The answer must be every line below that contains the string "walrus".

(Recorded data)
::::::
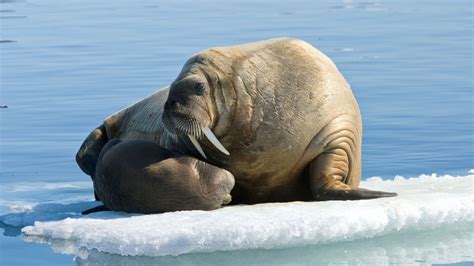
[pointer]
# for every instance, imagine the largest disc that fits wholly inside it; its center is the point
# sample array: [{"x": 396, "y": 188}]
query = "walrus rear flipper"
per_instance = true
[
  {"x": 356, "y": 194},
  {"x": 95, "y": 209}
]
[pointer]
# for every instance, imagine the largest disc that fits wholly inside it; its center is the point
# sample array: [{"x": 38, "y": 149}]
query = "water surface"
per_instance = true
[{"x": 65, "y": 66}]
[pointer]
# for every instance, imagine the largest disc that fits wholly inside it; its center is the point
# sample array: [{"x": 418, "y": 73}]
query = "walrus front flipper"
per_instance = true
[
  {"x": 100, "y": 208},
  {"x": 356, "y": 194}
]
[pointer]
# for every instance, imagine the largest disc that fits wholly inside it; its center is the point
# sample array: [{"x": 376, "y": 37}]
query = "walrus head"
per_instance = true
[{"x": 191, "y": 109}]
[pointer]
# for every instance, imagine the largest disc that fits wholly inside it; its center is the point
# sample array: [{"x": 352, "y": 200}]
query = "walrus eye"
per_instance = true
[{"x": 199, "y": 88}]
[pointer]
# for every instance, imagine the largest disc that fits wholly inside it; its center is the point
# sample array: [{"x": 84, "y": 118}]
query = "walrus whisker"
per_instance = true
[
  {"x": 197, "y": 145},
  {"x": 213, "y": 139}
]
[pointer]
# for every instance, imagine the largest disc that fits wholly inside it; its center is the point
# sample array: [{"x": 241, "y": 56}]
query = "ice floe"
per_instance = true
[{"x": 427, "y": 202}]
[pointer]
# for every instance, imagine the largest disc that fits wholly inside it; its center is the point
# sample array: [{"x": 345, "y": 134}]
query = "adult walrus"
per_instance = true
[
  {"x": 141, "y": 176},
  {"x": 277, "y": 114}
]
::::::
# Answer to this task
query = "walrus rear flipper"
query = "walrus front flipper"
query = "walrus head"
query = "walrus eye"
query = "walrus whisker"
query = "adult walrus"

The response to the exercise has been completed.